→ EXERCISE: What is needed is an exact copy of every record.

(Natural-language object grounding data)
BEGIN
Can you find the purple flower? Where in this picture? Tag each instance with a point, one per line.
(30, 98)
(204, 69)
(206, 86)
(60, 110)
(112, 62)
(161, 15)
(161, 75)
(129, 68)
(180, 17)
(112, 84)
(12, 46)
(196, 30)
END
→ RESULT OF THIS TASK:
Can you find the purple flower? Where in this picture? Tag each instance with a point, one per line.
(30, 98)
(204, 69)
(206, 86)
(60, 110)
(112, 62)
(161, 15)
(161, 75)
(129, 68)
(180, 17)
(112, 84)
(12, 46)
(196, 30)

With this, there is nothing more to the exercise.